* begin TASK INPUTS *
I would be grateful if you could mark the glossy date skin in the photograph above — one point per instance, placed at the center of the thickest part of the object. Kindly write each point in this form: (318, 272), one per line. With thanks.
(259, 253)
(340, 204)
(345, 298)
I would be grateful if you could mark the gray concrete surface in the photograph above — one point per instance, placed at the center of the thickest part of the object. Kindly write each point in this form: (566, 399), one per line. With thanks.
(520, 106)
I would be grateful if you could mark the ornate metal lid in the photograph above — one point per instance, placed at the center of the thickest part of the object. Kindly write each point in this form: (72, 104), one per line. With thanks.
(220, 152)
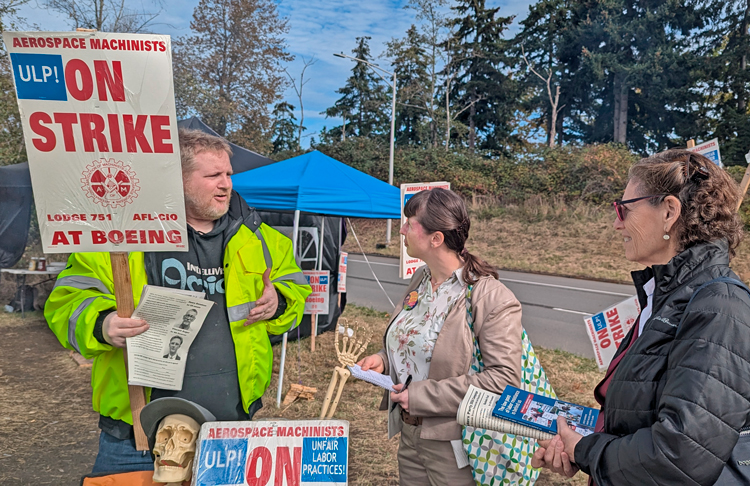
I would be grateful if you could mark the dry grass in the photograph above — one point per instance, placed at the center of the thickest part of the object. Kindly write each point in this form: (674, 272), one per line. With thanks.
(541, 236)
(48, 432)
(373, 456)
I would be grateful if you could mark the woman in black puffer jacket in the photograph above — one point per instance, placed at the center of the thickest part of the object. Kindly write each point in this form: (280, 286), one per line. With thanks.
(676, 397)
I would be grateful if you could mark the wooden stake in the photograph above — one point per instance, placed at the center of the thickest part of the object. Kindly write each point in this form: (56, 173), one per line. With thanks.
(125, 308)
(313, 331)
(743, 186)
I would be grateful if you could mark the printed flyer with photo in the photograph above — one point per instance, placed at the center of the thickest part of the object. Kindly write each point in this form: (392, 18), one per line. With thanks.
(157, 357)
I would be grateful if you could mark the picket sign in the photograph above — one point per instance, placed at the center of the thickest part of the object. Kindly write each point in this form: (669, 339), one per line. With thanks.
(99, 123)
(125, 308)
(407, 264)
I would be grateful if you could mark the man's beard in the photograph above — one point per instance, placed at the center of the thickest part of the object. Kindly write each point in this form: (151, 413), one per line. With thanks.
(205, 211)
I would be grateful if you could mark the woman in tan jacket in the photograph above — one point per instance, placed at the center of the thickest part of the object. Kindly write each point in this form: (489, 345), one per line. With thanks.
(429, 338)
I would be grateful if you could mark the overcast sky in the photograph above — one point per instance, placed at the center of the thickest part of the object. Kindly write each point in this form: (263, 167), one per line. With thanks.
(316, 28)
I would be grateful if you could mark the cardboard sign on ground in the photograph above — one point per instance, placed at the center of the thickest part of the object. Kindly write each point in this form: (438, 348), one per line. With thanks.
(607, 329)
(267, 452)
(317, 301)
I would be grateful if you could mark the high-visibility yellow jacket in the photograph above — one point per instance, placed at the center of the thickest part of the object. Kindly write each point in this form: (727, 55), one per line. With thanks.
(85, 288)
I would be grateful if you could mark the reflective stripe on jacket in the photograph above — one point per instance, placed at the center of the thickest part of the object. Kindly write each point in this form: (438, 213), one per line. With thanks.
(85, 288)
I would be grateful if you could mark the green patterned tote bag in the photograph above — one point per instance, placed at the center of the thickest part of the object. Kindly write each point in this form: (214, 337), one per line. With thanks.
(497, 458)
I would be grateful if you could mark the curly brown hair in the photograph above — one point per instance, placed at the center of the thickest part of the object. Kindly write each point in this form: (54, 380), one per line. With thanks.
(709, 196)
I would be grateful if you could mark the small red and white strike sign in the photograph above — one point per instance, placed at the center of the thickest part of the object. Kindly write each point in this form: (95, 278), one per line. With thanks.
(273, 453)
(343, 263)
(609, 327)
(408, 265)
(98, 117)
(317, 301)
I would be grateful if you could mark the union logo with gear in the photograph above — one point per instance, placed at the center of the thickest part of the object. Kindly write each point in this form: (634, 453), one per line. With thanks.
(110, 182)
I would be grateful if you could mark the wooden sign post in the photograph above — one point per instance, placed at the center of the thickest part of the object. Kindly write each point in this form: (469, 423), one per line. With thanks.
* end TASK INPUTS *
▶ **WHAT THIS TASK INVOLVES**
Quote the data above in full, leaving out the pictures it holds.

▶ **IN RESPONSE**
I would be grateful if you could mark the glossy date skin in the photograph above — one point per instance, placed at the center of the thickest part of the object. Kindly write each point in this form: (318, 272), one per line. With thanks.
(259, 253)
(340, 204)
(345, 298)
I would be grateful if you could mark the gray concrete surface in the photograph above — one point per instance, placed at the center of the thickest part of the object. Kindly write each point in this form: (566, 399), one per line. With thanks.
(520, 106)
I would be grateful if you could mark the ornate metal lid in the photograph above — one point per instance, placed at the center of the thickest part of the object. Kindly write each point in this form: (72, 104), one per line. With thanks.
(220, 152)
I would be grateful if you could mark the dry grass in the photograph above — one point per instance, placed at the center of the thickest part of the object. Kindly write each point in this form: (674, 272), one per line. With thanks.
(541, 236)
(48, 432)
(373, 456)
I would be grateful if you could mark the woman in black puffer jacket in the photograph above — one point per instance, placed at the center of the thickest part of the object. Kindly write each point in this form: (280, 286), one per line. With thanks.
(676, 397)
I would be grateful if you could mark the wooden stake in the photograph above — one point per instance, placed at the center of the thickest part of the object. Kindly write each point in this form: (56, 173), one per line. With thanks.
(125, 308)
(313, 331)
(743, 186)
I would be grateful if you could mark the printed flyer with photo in the photograph above — one point per instance, placed at the center of the thickest part of the object. Kindly write each point in this form: (392, 18), one per line. With thanks.
(157, 357)
I would be grateful if you could mark the picket sign in the photograph above — one point per instance, placed at the center of the thickest part of the object. Kindly write each point in this form: (669, 339), one per line. With thanks.
(99, 123)
(125, 308)
(407, 264)
I would be grateful if you could mark the man's beard in the photograph above — one point per instance, placed at the center of the thickest part of the object. Kindly write each point in this form: (151, 413), one per line. With thanks.
(205, 211)
I would be grateful if you could mark the woman in tan jacket in the photograph above — one point per instance, placed at the center of the thickest part of the object. Kindly write each point in this form: (489, 345), one per line. With thanks.
(429, 338)
I would be grateful if you could mark the overcast sky in the photograph above — one point per instance, placed at the center of the thickest part of the object. Kindly write each point in this form: (263, 167), one per line. With thanks.
(316, 28)
I would be grateful if you could mark the cardboard sign on ground in the photograph above — one point per instance, placed at the center of the thickest part of the object. Kindly write each point in this form: (438, 348), one per line. With thanks.
(607, 329)
(267, 452)
(317, 301)
I would be grateful if you could mark the high-visibility yellow jacket in the photograph above — one point per instance, placed at the center of the thickest part of the object. Kindly write each point in this form: (727, 55), one per line. With thanks.
(85, 288)
I would be grateful if you could mark the reflective stripe on jacket in the photograph above — one point per instance, placed at the center of the thickest part of the object. Kindly write each point in this form: (438, 213), one per line. With thanks.
(85, 288)
I would be grateful if you could mark the green patterned tote bag in the photograph above — one point per instance, placed at the center of the thickest part of the object. Kindly write each point in this form: (214, 337), one per line. With thanks.
(497, 458)
I would be grateful if you could mark the curly brown hair in the photograph above — one point per instance, placed at the center of the thickest part of the object. Kindly write each point in this form: (54, 380), one per line. With thanks.
(709, 196)
I would be grateful if you could mark the small red and white strike sign in the photograph above — one point per instance, placed at the center of the thickest part of the object. Kindly write each point in this form: (95, 278), one per line. With thanks.
(273, 453)
(343, 263)
(609, 327)
(408, 265)
(98, 117)
(317, 301)
I would be grateful if you could mark the union logo with gear in the photograph above — one point per instance, placed at the center of the thickest part of the object. Kindly write each point in this form: (634, 453), one per line. With thanks.
(110, 182)
I would be grateful if you could mark the wooden sign post in the photograph above — one point per instance, placed at the center of the thickest part of the object. Kindly write each point in this form: (469, 423), one per line. With thanks.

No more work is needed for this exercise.